Data listing:
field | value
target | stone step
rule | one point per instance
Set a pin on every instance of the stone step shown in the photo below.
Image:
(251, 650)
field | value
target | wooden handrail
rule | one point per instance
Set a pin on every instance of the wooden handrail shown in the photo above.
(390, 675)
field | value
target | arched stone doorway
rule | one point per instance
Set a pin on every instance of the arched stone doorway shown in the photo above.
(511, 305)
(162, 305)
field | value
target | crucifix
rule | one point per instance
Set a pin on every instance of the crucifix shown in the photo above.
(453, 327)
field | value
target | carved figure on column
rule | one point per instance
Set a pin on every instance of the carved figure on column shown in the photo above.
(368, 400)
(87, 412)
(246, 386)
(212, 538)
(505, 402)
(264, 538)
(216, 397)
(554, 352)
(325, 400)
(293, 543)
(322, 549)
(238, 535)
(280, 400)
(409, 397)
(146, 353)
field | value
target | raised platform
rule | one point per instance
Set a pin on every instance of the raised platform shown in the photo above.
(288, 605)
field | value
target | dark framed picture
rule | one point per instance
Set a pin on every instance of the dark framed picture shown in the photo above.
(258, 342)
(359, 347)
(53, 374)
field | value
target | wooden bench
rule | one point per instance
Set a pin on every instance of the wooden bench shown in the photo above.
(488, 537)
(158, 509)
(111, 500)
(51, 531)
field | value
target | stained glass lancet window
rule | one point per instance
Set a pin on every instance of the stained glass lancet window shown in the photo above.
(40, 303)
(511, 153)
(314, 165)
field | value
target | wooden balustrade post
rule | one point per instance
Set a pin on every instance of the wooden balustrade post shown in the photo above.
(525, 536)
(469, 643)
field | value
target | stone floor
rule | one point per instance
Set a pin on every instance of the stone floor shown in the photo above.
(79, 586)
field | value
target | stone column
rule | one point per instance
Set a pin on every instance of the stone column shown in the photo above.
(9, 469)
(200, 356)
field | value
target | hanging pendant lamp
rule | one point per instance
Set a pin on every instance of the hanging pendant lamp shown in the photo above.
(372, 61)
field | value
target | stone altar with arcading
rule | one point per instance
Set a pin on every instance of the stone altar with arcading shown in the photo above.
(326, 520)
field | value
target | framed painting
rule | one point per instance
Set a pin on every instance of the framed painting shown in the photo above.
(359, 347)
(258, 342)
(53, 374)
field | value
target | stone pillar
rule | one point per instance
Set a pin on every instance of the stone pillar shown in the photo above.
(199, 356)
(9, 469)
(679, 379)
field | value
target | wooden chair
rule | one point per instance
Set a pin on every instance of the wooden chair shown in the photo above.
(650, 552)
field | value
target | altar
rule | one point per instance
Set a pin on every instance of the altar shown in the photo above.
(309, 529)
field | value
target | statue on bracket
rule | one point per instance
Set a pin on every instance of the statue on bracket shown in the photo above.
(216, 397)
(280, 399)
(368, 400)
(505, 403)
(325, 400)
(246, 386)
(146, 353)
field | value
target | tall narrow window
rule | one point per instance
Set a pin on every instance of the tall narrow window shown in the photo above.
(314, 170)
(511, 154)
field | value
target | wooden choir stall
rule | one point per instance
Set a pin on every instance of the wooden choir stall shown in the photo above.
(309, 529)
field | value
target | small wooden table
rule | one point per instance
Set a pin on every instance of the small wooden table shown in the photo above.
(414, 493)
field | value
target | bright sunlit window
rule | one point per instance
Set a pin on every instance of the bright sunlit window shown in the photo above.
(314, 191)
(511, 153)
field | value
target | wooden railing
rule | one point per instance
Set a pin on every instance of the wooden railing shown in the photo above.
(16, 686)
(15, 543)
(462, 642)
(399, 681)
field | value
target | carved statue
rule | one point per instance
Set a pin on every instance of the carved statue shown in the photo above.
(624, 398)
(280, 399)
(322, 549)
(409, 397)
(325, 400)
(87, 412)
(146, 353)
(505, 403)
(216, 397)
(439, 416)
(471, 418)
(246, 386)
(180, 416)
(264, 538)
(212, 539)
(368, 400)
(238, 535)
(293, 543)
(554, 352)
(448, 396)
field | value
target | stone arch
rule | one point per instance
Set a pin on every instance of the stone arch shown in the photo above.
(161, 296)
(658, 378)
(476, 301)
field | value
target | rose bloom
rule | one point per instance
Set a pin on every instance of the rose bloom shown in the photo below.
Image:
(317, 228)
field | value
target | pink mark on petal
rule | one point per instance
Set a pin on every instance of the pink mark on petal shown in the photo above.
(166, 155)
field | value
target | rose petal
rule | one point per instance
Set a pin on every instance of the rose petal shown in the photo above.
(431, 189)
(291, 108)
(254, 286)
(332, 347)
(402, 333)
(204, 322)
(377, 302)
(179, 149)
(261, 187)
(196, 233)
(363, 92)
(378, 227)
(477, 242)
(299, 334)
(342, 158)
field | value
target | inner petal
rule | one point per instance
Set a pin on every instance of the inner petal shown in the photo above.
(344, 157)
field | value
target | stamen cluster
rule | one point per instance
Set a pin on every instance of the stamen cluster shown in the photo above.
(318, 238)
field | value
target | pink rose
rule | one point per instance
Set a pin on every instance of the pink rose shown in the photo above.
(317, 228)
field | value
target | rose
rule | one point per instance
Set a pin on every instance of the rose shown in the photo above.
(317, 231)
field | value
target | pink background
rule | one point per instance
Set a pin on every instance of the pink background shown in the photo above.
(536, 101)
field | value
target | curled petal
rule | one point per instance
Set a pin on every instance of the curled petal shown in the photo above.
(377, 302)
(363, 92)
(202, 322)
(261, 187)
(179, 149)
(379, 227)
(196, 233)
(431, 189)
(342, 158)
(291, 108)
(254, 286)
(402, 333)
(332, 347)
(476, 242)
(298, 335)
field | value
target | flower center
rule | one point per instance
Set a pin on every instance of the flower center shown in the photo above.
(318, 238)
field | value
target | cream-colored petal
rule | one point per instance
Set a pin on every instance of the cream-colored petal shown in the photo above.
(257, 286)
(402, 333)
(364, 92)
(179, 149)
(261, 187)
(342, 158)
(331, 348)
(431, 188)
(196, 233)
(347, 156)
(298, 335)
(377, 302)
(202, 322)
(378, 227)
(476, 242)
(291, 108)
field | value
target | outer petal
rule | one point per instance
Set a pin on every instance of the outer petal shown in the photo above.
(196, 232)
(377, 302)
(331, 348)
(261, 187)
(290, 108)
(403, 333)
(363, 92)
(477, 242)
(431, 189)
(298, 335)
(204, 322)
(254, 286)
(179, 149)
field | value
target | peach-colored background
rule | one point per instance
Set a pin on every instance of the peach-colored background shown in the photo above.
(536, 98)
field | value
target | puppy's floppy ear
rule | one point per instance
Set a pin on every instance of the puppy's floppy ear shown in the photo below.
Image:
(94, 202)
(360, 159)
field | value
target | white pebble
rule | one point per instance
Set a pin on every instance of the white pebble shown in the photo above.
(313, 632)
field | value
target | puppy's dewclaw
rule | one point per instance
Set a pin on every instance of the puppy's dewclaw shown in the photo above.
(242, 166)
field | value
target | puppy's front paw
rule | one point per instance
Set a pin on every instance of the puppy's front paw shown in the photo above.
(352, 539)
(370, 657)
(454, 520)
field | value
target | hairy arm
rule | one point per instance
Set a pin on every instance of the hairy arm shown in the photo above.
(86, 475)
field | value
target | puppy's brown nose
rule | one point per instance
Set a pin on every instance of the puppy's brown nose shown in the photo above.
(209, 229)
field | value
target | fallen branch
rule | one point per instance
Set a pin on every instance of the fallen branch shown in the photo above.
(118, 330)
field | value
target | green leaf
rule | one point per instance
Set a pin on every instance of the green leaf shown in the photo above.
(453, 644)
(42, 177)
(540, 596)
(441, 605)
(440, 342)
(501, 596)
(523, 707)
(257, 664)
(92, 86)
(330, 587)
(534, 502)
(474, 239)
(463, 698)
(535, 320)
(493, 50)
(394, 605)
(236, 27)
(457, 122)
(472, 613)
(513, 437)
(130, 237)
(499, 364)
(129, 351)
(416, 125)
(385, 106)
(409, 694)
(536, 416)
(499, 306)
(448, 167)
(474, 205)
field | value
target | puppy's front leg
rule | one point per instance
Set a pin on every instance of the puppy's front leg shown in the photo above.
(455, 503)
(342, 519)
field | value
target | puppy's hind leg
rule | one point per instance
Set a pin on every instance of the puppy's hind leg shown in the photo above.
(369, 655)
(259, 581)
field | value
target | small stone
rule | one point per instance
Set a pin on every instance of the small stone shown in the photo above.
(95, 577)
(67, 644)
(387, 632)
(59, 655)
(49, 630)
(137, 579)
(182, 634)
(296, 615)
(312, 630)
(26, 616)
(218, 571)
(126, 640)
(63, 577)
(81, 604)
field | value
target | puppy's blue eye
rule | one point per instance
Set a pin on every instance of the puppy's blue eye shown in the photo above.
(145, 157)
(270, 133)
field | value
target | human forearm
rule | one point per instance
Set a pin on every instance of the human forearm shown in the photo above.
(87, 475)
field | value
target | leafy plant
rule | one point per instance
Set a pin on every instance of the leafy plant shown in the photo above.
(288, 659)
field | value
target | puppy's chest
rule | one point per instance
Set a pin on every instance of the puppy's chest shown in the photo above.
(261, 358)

### Directions
Please count the lines of the data above that contain the string "painting", and give only that number.

### The response
2